◆ LISTA DE TAREFAS:
A: Resuma em duas frases o texto sobre a economia do cuidado.
B: Escreva a continuação do texto sobre a economia do cuidado a partir do ponto em que ele termina.

◆ TEXTO DE ORIGEM:
++++++
Economia do cuidado: o trabalho não visto e que tanto afeta as mulheres
Tema da redação do Enem, especialistas discutem os desafios enfrentados pelas mulheres que cuidam
(Foto: Freepik)
O primeiro dia do Exame Nacional do Ensino Médio (Enem) aconteceu neste domingo (5), e abordou na tão temida redação os ‘Desafios para o enfrentamento da invisibilidade do trabalho de cuidado realizado pela mulher no Brasil’. A escolha do tema trouxe para o centro das discussões o papel feminino na estruturação da sociedade brasileira.
Cozinhar, limpar a casa, lavar as roupas, educar os filhos ou cuidar de algum familiar doente, fazem parte daquilo que consideramos como economia do cuidado e que, na grande parte das vezes, é atribuída a figura da mulher de forma gratuita.
Podendo ser entendida como o trabalho reprodutivo social, Carine Roos, socióloga e CEO da Newa, empresa de consultoria em DE&I e saúde emocional para as organizações, explica que a economia do cuidado pode ser vista como “todo trabalho mental, emocional e manual que é organizado de inúmeras formas, seja dentro do lar ou fora dele, de maneira remunerada ou não remunerada”.
Segundo o relatório ‘Tempo de Cuidar’, desenvolvido pela Oxfam, em 2020, mulheres e meninas ao redor do mundo dedicam 12,5 bilhões de horas, todos os dias, ao trabalho de cuidado não pago – uma contribuição de pelo menos US$ 10,8 trilhões por ano à economia global. No Brasil, 90% do trabalho de cuidado é feito informalmente pelas famílias, sendo que quase 85% é realizado por mulheres.
O cenário se torna ainda mais preocupante quando, se contabilizados, os trabalhos domésticos e de cuidados da família poderiam acrescentar 13% no Produto Interno Bruto (PIB) nacional, segundo um estudo do Instituto Brasileiro de Economia da Fundação Getúlio Vargas (FGV IBRE).
A invisibilização do trabalho de cuidado
Apesar de extremamente relevante e essencial para a manutenção da sociedade, o ‘cuidado’ é invisibilizado, precarizado e distribuído de forma desproporcional, uma vez que mulheres e homens não realizam os mesmos papéis. De acordo com a socióloga, essa desigualdade de gênero teria suas raízes ainda no início da construção de uma sociedade capitalista.
“Na medida em que a gente tem a divisão sexual do trabalho, onde os homens passam a sair de casa para realizar esse trabalho remunerado, rentável, visto como de prestígio, a gente tem essa divisão sexual onde as mulheres, por historicamente serem vistas em uma sociedade patriarcal como mais 'afeitas' ao trabalho do cuidado, têm como maior responsabilidade de atribuição esse papel dentro de casa“, explica Carine Roos.
++++++
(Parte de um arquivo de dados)
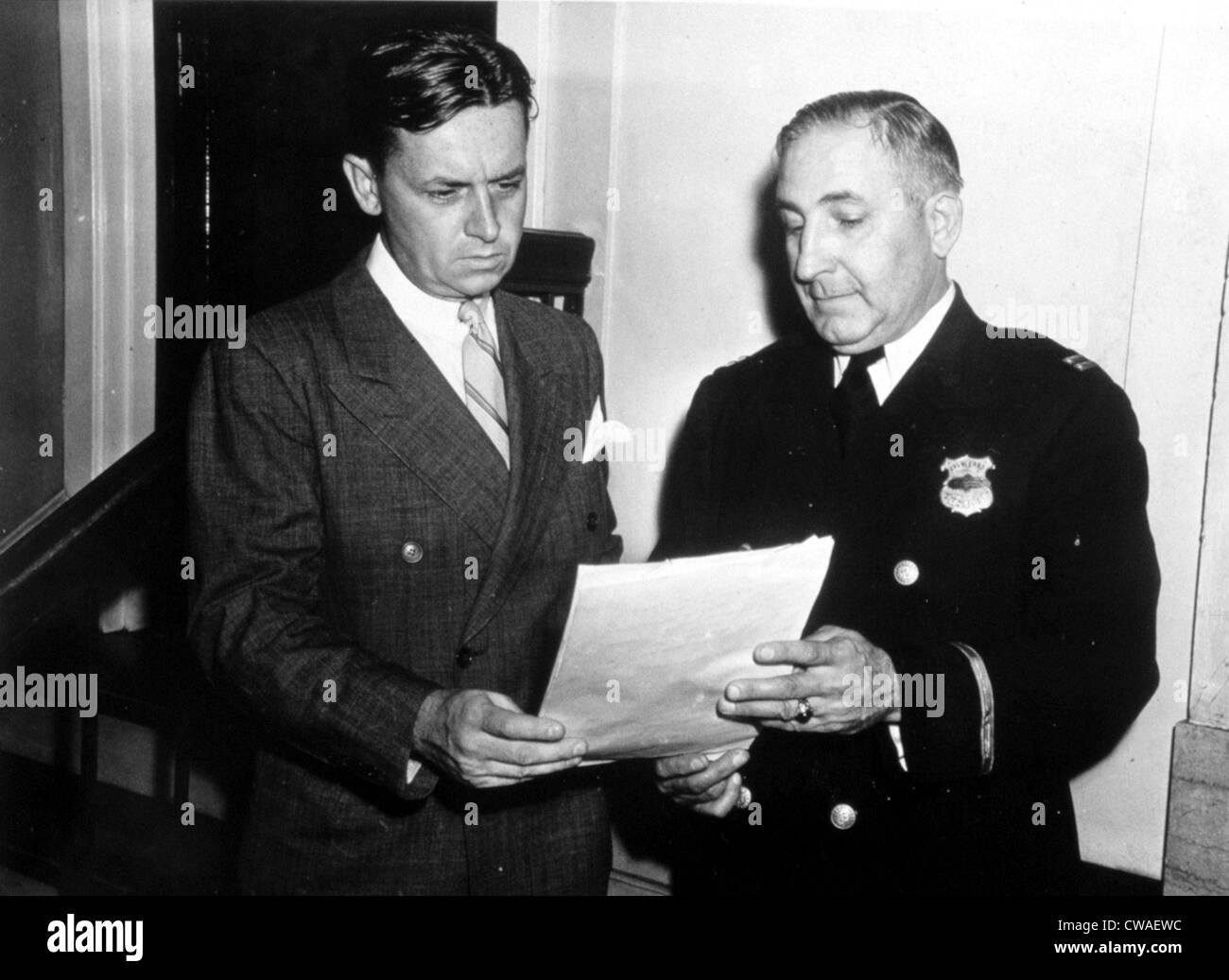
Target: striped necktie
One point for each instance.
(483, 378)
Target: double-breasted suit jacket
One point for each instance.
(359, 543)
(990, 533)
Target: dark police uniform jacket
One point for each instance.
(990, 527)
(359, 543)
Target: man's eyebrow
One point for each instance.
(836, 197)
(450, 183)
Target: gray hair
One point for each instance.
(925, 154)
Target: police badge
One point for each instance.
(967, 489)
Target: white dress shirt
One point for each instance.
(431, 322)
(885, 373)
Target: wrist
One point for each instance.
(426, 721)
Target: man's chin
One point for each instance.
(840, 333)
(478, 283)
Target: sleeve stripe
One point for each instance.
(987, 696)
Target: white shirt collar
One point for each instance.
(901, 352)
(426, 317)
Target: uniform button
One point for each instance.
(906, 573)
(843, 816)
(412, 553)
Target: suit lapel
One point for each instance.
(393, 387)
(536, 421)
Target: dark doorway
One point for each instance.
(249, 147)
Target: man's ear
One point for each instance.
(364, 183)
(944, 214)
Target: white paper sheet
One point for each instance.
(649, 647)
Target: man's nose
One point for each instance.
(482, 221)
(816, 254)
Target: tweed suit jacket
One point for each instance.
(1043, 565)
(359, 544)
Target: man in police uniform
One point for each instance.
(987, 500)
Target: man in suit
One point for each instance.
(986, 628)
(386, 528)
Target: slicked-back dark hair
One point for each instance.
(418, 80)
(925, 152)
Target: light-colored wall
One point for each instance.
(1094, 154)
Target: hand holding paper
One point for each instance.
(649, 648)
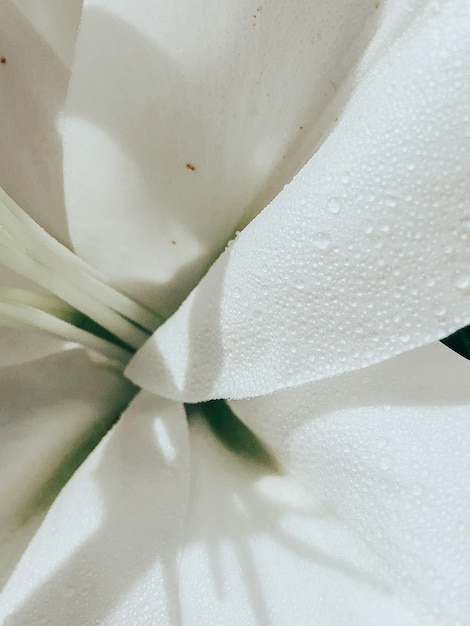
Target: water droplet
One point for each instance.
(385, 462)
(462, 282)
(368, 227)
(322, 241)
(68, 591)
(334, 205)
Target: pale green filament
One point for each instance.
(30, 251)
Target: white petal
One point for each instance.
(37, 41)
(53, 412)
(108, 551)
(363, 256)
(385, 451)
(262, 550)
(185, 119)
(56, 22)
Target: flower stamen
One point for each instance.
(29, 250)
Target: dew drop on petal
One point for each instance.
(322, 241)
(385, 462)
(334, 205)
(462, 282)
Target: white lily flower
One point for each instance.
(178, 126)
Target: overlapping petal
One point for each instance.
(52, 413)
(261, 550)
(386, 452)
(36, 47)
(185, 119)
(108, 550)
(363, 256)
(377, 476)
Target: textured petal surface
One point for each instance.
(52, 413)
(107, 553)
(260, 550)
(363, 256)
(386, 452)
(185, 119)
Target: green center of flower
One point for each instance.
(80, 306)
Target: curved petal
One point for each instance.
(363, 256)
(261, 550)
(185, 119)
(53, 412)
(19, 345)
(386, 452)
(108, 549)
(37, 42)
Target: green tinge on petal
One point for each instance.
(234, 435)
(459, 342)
++++++
◆ RESPOSTAS FINAIS:
A: O tema da redação do Enem, sobre a invisibilidade do trabalho de cuidado realizado pela mulher no Brasil, trouxe ao debate tarefas como cozinhar, limpar a casa, educar os filhos e cuidar de familiares doentes, que em grande parte recaem sobre as mulheres sem remuneração. No Brasil, quase 85% desse trabalho é feito por mulheres, e ele poderia acrescentar 13% ao PIB se fosse contabilizado; a socióloga Carine Roos situa as raízes dessa desigualdade no início da sociedade capitalista, com a divisão sexual do trabalho.

B:
Hoje, a especialista vê esse trabalho de cuidado sendo extremamente naturalizado e acontecendo de duas formas: invisibilizado e não remunerado ou sendo remunerado, mas de maneira precarizada, de maneira informal. Ambos atingindo principalmente àquelas que estão em situações mais vulneráveis, ou seja, mulheres negras, étnicas e imigrantes.
A problemática social ainda impacta negativamente a inserção das mulheres no mercado de trabalho, que em 2021 atingiu 51,56%, representando um crescimento de 2,11% em relação ao ano anterior, mas uma diminuição de 2,78% em relação a 2019.
“A gente tem várias pesquisas mostrando que ao longo de 2 anos, depois que as mulheres retornam da licença maternidade, pelo menos 50% dessas mulheres são demitidas. Existe ainda uma punição, e não só a punição, mas uma naturalização desse papel ainda recaindo às mulheres”, relembra a socióloga.
Carine explica que uma forma de começar a mudança em busca de uma justiça de gênero seria levando a pauta para as empresas. Desta forma, elas poderiam criar políticas, práticas e processos estruturados para as cuidadoras, visando a equiparação da licença paternidade à licença maternidade, a igualdade salarial, a diminuição da discriminação dentro do mercado de trabalho e a conscientização de colaboradores e de lideranças para reconhecimento e ampliação dessa consciência em relação aos preconceitos inconscientes.
É importante também que parta da alta liderança exemplos desse pai afetivo, participativo, que inclui a rotina da família, dos filhos, na composição do trabalho. “Quando eu digo isso, é naturalizar essa função de líder e de pai dentro do ambiente de trabalho”, afirma Roos.
Quais os direitos dessas mulheres e o papel do Estado?
Para que essas mulheres consigam exercer seus trabalhos de uma forma menos precarizada é importante que o Estado esteja por trás, fornecendo apoio a elas, seja por meio de salário, subsídios, apoio às famílias com filhos (como creches), entre outros. No entanto, ainda hoje, existe uma falha pública ao enxergar — ou não — a economia do cuidado.
“O Estado não possui políticas ou programas voltados às pessoas que desempenham funções na economia do cuidado, a não ser os programas assistenciais, como o Bolsa Família, desde que se enquadrem nos requisitos do programa”, explica Zilda Eugênia Ferreira, especialista em direito do trabalho e previdência e sócia do ZFerreira Advogados.
A advogada ainda reforça que aquelas que fazem parte da economia do cuidado não podem usar sua condição na hora de exigir direitos, como herança ou separação. Isso porque são casos amparados pelo código civil e que “podem variar dependendo da situação individual ou familiar, como, por exemplo, o regime de casamento”.
Em relação a aposentadoria, o tempo ao qual essas mulheres dedicaram aos trabalhos domésticos ou familiares não será computado. Uma forma de driblar isso, seria através da contribuição para o Instituto Nacional do Seguro Social (INSS) de forma facultativa, ou seja, pagando por conta própria.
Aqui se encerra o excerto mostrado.